▶ [EXERCISE AIM]
Quote the stretch of lines from the one containing "Would you mind identifying the low-lying" through the end of the records, copying them with no changes.

▶ [Rows of box annotation data]
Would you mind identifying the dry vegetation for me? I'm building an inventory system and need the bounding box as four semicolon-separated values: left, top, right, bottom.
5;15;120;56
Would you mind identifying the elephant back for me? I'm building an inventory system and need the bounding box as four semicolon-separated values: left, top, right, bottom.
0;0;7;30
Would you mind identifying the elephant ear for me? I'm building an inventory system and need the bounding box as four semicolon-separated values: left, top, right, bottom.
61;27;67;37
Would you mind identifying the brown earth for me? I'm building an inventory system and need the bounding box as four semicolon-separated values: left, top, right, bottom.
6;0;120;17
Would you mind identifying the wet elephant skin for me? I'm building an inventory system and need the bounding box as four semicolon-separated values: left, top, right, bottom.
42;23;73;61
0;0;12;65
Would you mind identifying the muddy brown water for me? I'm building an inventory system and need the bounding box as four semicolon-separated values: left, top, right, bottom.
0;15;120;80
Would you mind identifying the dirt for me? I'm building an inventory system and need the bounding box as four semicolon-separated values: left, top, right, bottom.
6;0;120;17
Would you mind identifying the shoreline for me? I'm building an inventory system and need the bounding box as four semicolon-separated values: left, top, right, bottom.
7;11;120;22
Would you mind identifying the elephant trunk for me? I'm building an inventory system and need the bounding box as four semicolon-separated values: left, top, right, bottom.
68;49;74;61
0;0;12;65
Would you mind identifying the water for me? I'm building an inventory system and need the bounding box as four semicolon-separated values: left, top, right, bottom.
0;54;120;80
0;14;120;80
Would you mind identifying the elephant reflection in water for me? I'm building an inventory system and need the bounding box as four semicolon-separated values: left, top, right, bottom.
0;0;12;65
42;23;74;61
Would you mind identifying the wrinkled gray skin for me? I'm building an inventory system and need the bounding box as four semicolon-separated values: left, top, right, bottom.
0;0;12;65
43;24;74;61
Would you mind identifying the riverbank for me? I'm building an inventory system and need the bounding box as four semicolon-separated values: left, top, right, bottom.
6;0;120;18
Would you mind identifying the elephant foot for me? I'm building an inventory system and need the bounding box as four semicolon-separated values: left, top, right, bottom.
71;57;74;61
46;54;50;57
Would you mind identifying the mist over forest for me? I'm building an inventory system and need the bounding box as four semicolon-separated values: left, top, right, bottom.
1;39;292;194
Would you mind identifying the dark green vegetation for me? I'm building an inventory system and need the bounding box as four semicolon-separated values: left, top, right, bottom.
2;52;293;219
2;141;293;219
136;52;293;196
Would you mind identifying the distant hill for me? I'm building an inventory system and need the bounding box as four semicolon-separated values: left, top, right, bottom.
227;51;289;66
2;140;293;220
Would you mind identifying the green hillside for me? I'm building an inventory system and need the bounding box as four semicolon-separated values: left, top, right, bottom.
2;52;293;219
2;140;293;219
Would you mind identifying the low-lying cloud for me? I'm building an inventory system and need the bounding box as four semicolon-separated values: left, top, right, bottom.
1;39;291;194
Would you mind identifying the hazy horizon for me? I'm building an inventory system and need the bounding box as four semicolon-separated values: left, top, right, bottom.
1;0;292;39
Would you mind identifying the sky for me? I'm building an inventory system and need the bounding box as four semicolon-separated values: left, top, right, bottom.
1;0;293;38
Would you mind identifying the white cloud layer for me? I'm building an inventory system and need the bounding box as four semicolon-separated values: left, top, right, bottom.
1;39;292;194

▶ [ANSWER]
Would you mind identifying the low-lying cloud for me? I'm building an inventory system and need the bounding box as four semicolon-separated values: left, top, right, bottom.
1;39;291;194
Would you mind identifying the hazy horizon for me? I'm building an inventory system and need the bounding box as four semicolon-separated values: left, top, right, bottom.
1;0;292;39
Would you mind identifying the sky for me? I'm building an inventory system and need the bounding box as four semicolon-separated values: left, top, right, bottom.
1;0;293;38
Would you mind identifying the white cloud layer for me? I'm building an inventory system and need the bounding box as four semicolon-separated values: left, top, right, bottom.
1;39;292;194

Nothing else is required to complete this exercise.